● **Assignment**: Nothing in the entries should be altered. Write them out in full.

● **Supplied data**:
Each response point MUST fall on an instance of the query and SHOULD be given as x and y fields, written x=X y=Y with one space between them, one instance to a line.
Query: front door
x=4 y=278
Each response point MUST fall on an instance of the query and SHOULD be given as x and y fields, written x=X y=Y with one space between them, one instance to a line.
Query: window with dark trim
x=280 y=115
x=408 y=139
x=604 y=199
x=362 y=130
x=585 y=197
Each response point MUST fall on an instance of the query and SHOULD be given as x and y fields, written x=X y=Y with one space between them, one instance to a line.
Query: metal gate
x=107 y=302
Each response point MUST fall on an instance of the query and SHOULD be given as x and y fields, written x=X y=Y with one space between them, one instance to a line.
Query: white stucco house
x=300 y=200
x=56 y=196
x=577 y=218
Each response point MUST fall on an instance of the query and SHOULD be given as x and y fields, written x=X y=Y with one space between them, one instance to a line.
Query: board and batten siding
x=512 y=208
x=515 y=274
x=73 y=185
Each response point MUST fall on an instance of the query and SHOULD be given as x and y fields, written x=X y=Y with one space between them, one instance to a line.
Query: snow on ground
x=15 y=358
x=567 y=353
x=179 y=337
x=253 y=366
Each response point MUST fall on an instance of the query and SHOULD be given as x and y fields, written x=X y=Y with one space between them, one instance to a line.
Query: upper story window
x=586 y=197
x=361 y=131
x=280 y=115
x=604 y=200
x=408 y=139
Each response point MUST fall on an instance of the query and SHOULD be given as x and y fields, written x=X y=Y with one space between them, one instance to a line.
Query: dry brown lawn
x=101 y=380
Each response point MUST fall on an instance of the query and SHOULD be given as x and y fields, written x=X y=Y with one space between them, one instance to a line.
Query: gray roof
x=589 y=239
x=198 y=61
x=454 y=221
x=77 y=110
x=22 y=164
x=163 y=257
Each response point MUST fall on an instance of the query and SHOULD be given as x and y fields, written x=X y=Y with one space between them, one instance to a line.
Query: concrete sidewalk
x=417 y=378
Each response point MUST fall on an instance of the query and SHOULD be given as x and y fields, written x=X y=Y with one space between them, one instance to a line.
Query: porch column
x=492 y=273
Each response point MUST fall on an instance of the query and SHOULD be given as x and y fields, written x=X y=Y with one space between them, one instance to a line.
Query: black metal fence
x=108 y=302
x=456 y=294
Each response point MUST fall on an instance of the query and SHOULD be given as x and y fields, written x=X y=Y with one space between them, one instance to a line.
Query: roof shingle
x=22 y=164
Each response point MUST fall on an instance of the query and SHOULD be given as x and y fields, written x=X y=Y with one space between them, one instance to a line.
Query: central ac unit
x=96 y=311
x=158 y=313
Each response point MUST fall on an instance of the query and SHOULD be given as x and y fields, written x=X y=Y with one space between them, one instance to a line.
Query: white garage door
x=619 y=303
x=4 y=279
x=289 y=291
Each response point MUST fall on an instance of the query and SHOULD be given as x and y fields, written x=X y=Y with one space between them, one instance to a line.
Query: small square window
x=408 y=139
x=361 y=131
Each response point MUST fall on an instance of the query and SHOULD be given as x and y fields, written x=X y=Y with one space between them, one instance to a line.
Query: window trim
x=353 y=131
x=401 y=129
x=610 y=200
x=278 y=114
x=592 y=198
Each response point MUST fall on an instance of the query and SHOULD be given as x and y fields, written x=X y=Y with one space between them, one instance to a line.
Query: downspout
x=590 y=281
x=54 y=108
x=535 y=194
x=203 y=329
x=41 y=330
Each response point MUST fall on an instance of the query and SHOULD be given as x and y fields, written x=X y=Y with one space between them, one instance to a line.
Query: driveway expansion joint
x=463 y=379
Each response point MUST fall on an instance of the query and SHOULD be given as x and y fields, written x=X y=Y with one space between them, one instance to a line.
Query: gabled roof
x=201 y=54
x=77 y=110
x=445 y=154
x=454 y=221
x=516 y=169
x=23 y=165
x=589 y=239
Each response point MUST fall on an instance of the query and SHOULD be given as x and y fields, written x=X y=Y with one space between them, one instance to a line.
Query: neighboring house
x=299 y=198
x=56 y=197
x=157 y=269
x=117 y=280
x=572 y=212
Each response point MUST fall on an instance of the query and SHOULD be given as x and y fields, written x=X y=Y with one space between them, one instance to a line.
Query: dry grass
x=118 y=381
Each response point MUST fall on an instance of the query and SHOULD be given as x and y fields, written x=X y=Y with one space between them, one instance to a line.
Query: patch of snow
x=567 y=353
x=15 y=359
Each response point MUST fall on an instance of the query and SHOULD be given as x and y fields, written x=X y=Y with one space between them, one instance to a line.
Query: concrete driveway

● **Expected output**:
Each response point MUST fall on an instance of the query and SHOULD be given as x and y fields, written x=X y=Y with one space between them, one instance to a line.
Query: front door
x=4 y=278
Each response point MUST fall on an instance of the query and SHOULD be given as x and y fields, written x=X y=Y with one space between them, one instance to a line.
Query: window with dark trim
x=280 y=115
x=408 y=139
x=604 y=199
x=362 y=130
x=585 y=197
Each response point MUST fall on an instance of the query and SHOULD be given as x and y fields, written x=X y=Y with one space between them, one instance to a line.
Query: metal gate
x=107 y=302
Each response point MUST fall on an instance of the query and SHOULD be given as x and y fields, written x=X y=Y with one space between them, one instance to a line.
Query: white stucco house
x=300 y=200
x=56 y=196
x=577 y=218
Each response point MUST fall on an instance of the query and SHOULD be given as x and y fields, written x=X y=Y with one space between them, one instance to a line.
Query: board and batten siding
x=512 y=208
x=515 y=274
x=73 y=185
Each response point MUST fall on an instance of the query and SHOULD be given as x and y fields, written x=X y=Y with one space between them, one instance to a line.
Query: snow on ground
x=15 y=358
x=567 y=353
x=179 y=337
x=253 y=366
Each response point MUST fall on an instance of the query and SHOULD be given as x and y fields, written x=X y=Y with one space between them, one instance to a line.
Query: upper story window
x=586 y=197
x=361 y=131
x=280 y=115
x=604 y=200
x=408 y=139
Each response point MUST fall on an instance of the query and SHOULD be given as x and y fields, written x=X y=Y with one space between them, one instance to a line.
Query: dry brown lawn
x=101 y=380
Each response point MUST fall on an instance of the query and SHOULD be given as x and y fields, written x=X y=Y with one space between them, one instance to a line.
Query: gray roof
x=589 y=239
x=198 y=61
x=454 y=221
x=77 y=110
x=22 y=164
x=163 y=257
Each response point MUST fall on an instance of the query and SHOULD be given as x and y fields, written x=X y=Y with one space between them, one instance to a line.
Query: concrete sidewalk
x=417 y=378
Each response point MUST fall on an instance of the query and SHOULD be given as x and y fields, written x=X y=Y with one space between them, one instance to a line.
Query: porch column
x=492 y=273
Each response point MUST fall on an instance of the query and SHOULD be given as x and y fields, written x=X y=Y with one space between them, one instance to a line.
Query: black metal fence
x=108 y=302
x=456 y=294
Each response point MUST fall on an instance of the query and SHOULD be given as x and y fields, written x=X y=Y with one space between them, one instance to a line.
Query: roof shingle
x=22 y=164
Each response point MUST fall on an instance of the query and SHOULD be given as x and y fields, written x=X y=Y with one space between them, one instance to a line.
Query: central ac unit
x=96 y=311
x=158 y=313
Each response point MUST fall on an instance of the query and SHOULD be given as x and y fields, written x=X y=Y with one space between them, one instance to a line.
Query: white garage door
x=619 y=303
x=4 y=279
x=289 y=291
Each response point MUST fall on an instance of the query and SHOULD be given as x and y fields, written x=X y=Y with one space between them, one instance to a line.
Query: small square window
x=408 y=139
x=361 y=131
Each response point MUST fall on an instance of the query and SHOULD be given as x and y fields, written x=X y=Y with one space between them, one instance to a line.
Query: window trim
x=353 y=131
x=401 y=129
x=610 y=200
x=278 y=114
x=592 y=198
Each response point MUST fall on an instance of the query and SHOULD be given as x and y fields, written x=X y=Y with one space between them, one instance to a line.
Query: downspout
x=590 y=281
x=54 y=108
x=535 y=194
x=203 y=329
x=41 y=330
Each response point MUST fall on an instance of the query and SHOULD be given as x and y fields, written x=X y=Y with one space between them, one instance to a line.
Query: driveway expansion joint
x=463 y=379
Each response point MUST fall on an instance of the query and SHOULD be given as x and y fields, written x=X y=Y with one space between them, one instance to a line.
Query: gabled roof
x=201 y=54
x=77 y=110
x=445 y=154
x=454 y=221
x=516 y=169
x=23 y=165
x=589 y=239
Each response point MUST fall on an instance of the query and SHOULD be given as x and y fields, written x=X y=Y with one space between them, one instance to a line.
Query: neighboring house
x=299 y=198
x=56 y=197
x=157 y=269
x=117 y=280
x=572 y=212
Each response point MUST fall on an instance of the query and SHOULD be given as x and y fields, written x=X y=Y with one space between them, one instance to a line.
Query: dry grass
x=118 y=381
Each response point MUST fall on an instance of the query and SHOULD be given as x and y fields, written x=X y=Y with one space between them, one instance to a line.
Query: patch of snow
x=567 y=353
x=15 y=359
Each response point MUST fall on an instance of the query and SHOULD be given as x and y fields, written x=X y=Y with one space between them, one instance to a line.
Query: concrete driveway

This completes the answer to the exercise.